# WHAT TO PRODUCE
Copy out everything from the line containing "Highlight woman's eyebrow." down to the line containing "left=592, top=899, right=702, bottom=941", putting "person's" wherever "woman's" appears and leaving everything else unchanged.

# WORKING DATA
______
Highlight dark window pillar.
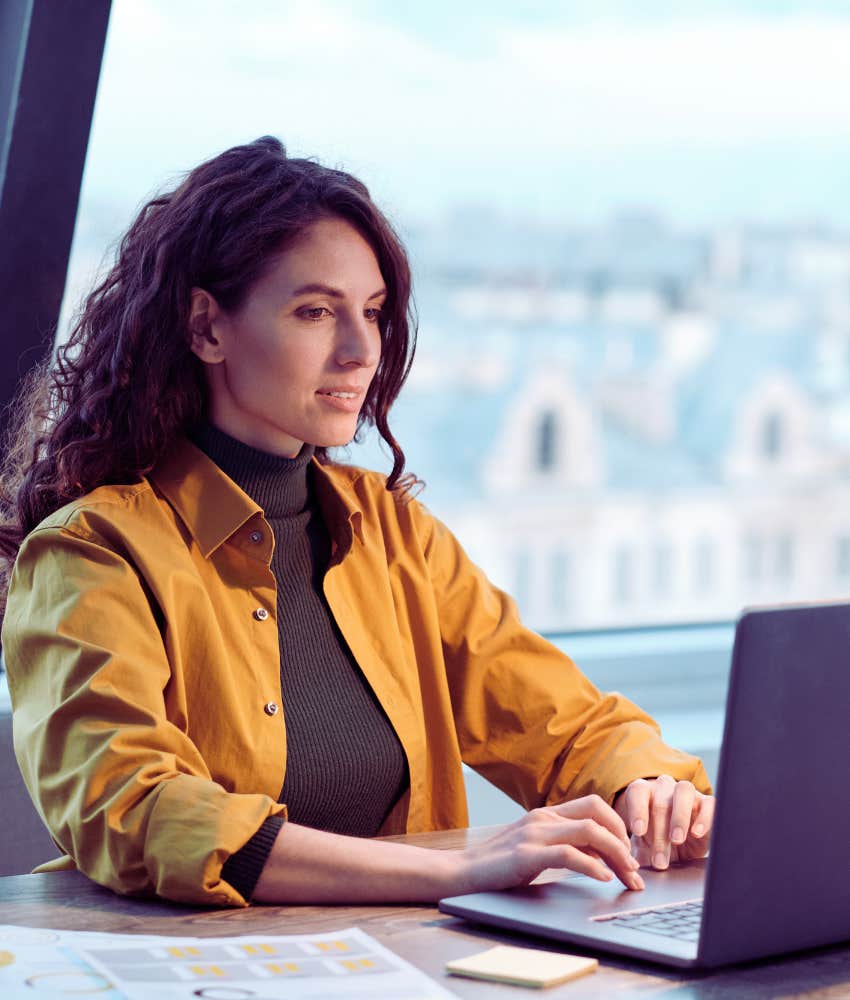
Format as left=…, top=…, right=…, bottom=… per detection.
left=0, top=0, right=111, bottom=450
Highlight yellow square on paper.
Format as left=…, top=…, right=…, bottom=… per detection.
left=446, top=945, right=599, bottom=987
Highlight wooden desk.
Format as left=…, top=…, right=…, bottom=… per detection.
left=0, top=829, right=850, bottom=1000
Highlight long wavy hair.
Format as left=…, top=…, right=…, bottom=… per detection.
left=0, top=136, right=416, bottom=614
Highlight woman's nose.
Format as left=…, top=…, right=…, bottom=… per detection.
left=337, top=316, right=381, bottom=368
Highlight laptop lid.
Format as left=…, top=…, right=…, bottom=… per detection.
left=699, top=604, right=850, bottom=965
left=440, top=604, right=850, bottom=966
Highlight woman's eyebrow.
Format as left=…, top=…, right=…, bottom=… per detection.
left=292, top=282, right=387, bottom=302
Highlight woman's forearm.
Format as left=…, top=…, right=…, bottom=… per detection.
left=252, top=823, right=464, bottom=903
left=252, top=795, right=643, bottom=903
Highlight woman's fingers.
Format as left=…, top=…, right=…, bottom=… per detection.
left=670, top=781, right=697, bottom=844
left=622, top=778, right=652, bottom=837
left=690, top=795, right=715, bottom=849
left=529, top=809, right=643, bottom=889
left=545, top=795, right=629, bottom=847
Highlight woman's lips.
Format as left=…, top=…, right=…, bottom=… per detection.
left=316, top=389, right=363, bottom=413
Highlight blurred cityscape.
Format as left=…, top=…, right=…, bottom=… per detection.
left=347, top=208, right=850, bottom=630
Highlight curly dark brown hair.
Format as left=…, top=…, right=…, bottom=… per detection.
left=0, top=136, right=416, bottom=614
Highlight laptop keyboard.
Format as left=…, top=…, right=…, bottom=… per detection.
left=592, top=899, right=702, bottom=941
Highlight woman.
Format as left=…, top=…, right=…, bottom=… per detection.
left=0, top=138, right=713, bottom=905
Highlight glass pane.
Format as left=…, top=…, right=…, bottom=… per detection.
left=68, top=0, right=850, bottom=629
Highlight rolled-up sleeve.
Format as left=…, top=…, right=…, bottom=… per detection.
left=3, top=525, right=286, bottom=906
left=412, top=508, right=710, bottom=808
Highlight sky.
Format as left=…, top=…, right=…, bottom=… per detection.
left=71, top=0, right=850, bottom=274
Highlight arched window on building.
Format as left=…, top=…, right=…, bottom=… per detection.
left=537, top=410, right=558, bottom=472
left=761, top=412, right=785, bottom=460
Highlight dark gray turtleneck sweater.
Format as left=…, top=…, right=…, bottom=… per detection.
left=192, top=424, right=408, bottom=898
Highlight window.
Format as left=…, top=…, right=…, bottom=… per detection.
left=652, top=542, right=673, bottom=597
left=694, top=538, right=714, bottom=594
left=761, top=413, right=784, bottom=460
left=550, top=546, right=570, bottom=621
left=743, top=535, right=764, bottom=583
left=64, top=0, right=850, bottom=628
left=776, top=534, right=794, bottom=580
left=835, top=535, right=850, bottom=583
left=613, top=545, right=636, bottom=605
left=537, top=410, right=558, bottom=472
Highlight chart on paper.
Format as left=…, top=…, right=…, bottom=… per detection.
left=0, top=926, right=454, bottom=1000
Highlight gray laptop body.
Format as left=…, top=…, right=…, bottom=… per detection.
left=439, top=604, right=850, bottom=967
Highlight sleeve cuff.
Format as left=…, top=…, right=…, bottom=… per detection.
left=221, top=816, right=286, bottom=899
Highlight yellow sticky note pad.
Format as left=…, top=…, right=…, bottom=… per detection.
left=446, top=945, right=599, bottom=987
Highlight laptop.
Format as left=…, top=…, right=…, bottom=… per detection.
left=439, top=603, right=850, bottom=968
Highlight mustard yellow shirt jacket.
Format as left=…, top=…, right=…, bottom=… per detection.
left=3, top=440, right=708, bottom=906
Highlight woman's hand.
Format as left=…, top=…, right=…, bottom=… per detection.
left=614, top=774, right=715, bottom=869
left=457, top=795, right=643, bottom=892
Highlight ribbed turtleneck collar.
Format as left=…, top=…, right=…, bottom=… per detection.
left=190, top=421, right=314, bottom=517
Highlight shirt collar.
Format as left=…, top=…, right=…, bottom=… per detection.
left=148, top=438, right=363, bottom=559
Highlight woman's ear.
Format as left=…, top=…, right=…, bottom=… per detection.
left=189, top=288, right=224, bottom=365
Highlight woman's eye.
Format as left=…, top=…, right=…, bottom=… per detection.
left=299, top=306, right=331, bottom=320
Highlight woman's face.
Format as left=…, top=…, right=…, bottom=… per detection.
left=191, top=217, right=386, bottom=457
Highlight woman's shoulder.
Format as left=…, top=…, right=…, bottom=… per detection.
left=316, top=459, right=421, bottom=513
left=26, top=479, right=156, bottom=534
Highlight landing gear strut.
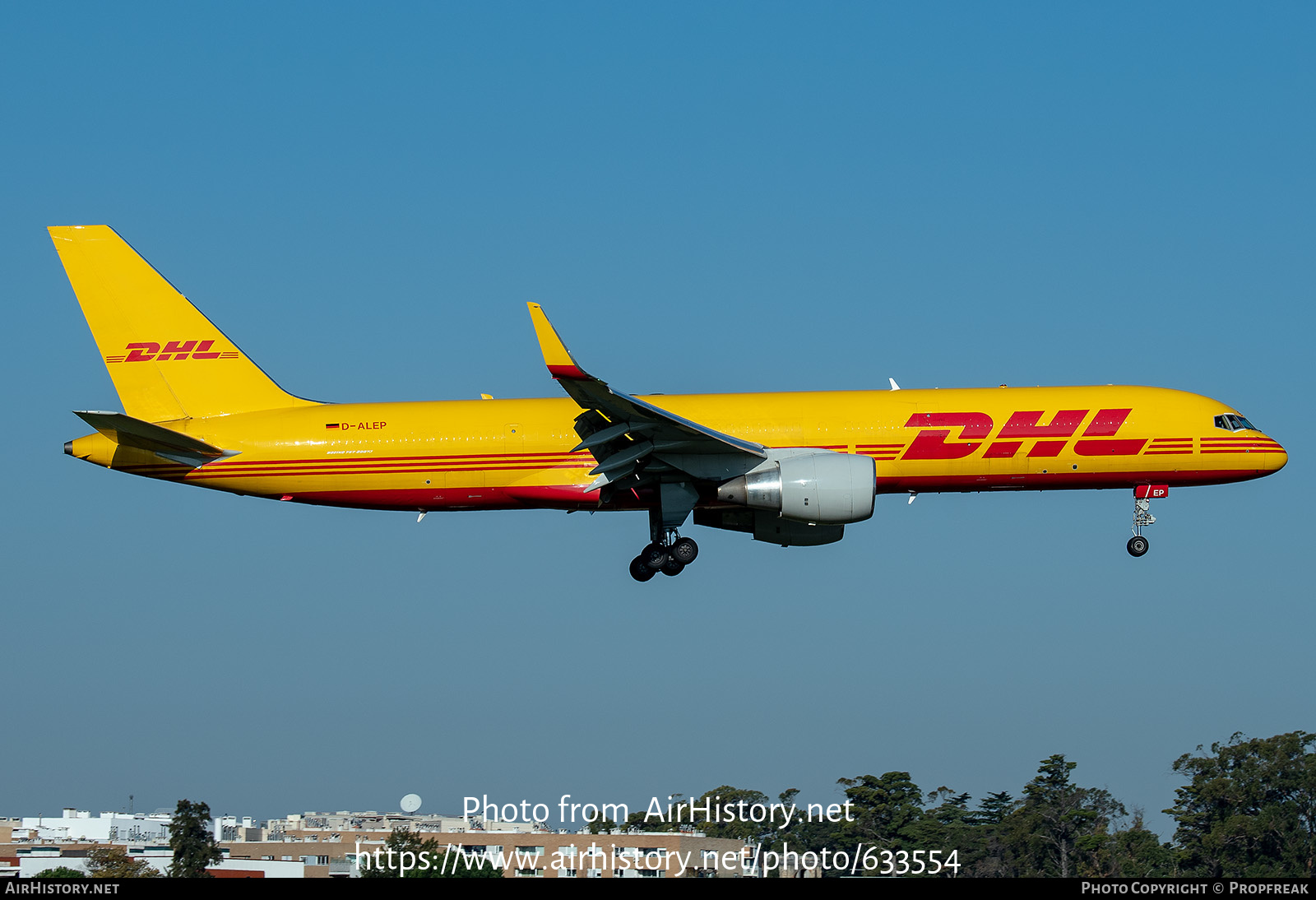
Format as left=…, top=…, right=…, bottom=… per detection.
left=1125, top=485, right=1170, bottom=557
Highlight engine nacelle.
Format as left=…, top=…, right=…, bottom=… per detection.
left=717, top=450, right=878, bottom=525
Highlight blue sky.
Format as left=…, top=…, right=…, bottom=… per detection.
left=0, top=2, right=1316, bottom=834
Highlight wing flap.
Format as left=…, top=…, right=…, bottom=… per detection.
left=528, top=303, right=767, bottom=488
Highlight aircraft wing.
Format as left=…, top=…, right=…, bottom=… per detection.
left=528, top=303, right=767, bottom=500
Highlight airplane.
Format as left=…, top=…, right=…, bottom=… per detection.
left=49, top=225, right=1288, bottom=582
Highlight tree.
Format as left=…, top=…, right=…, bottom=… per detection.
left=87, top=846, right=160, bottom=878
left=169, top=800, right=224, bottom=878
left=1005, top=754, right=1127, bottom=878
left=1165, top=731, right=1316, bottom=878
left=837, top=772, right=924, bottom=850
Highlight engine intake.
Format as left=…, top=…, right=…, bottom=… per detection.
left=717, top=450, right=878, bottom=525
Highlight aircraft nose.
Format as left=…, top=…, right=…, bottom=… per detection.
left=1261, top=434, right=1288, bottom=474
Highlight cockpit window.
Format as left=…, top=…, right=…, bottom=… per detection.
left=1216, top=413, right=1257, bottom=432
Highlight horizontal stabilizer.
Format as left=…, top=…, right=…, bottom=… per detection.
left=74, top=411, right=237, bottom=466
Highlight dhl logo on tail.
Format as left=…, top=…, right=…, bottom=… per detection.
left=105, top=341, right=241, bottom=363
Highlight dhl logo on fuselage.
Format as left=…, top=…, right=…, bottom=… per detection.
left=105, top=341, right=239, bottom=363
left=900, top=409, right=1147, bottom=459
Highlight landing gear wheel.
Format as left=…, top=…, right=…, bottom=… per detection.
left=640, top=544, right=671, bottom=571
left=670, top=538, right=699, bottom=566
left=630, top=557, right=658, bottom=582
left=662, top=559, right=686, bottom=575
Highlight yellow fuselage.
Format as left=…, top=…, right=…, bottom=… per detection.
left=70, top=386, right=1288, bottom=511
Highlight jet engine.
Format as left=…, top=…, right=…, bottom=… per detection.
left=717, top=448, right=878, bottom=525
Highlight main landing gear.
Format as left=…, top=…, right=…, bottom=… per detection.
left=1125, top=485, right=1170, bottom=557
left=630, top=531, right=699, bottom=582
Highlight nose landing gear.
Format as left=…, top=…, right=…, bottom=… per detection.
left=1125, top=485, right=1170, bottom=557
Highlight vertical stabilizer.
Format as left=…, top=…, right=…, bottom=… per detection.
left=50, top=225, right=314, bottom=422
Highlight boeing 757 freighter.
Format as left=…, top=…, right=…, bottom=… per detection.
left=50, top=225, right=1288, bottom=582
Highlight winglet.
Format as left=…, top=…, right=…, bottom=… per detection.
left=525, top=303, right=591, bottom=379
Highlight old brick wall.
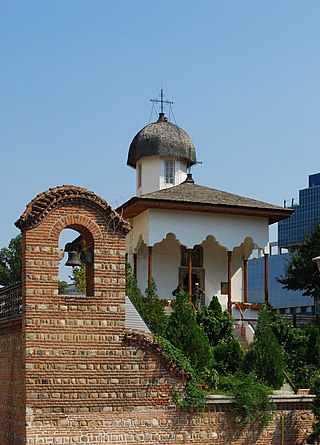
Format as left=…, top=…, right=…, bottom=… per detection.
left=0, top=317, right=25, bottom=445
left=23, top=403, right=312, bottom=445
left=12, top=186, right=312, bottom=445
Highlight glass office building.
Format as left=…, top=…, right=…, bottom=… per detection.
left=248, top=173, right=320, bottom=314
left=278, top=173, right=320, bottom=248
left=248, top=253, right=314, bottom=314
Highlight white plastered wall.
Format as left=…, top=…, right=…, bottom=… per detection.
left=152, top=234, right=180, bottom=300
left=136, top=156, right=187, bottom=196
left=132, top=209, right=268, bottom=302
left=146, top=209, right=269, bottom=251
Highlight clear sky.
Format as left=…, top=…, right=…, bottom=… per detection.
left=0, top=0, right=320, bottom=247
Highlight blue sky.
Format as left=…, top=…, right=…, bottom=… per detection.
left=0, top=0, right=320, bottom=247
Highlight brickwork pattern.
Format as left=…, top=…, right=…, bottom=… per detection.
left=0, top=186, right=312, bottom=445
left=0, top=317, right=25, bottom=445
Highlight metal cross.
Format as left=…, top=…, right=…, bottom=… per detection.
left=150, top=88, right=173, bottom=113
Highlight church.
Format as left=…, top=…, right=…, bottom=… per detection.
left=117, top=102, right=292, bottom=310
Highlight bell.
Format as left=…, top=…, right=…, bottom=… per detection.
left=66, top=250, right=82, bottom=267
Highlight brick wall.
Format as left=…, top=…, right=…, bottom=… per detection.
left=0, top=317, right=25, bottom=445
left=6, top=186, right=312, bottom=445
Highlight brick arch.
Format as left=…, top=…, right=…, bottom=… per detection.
______
# TASK RESPONSE
Highlight person's eyebrow.
Format as left=…, top=…, right=…, bottom=… per detection.
left=292, top=282, right=387, bottom=302
Highlight person's forearm.
Format as left=…, top=…, right=…, bottom=… per detection.
left=252, top=823, right=464, bottom=903
left=252, top=795, right=643, bottom=903
Highlight person's fingers.
Format as left=…, top=…, right=…, bottom=… per detection.
left=670, top=781, right=697, bottom=844
left=622, top=778, right=652, bottom=837
left=690, top=795, right=715, bottom=849
left=529, top=809, right=643, bottom=889
left=545, top=795, right=629, bottom=847
Highlight person's lips.
Format as left=…, top=…, right=…, bottom=… per detection.
left=316, top=389, right=363, bottom=413
Highlight blurred cityscape.
Format as left=…, top=…, right=…, bottom=… per detection.
left=347, top=208, right=850, bottom=630
Highlight curly dark brown hair.
Format as left=…, top=…, right=…, bottom=… per detection.
left=0, top=136, right=416, bottom=614
Highlight laptop keyboard.
Format as left=…, top=…, right=…, bottom=… per detection.
left=592, top=899, right=702, bottom=941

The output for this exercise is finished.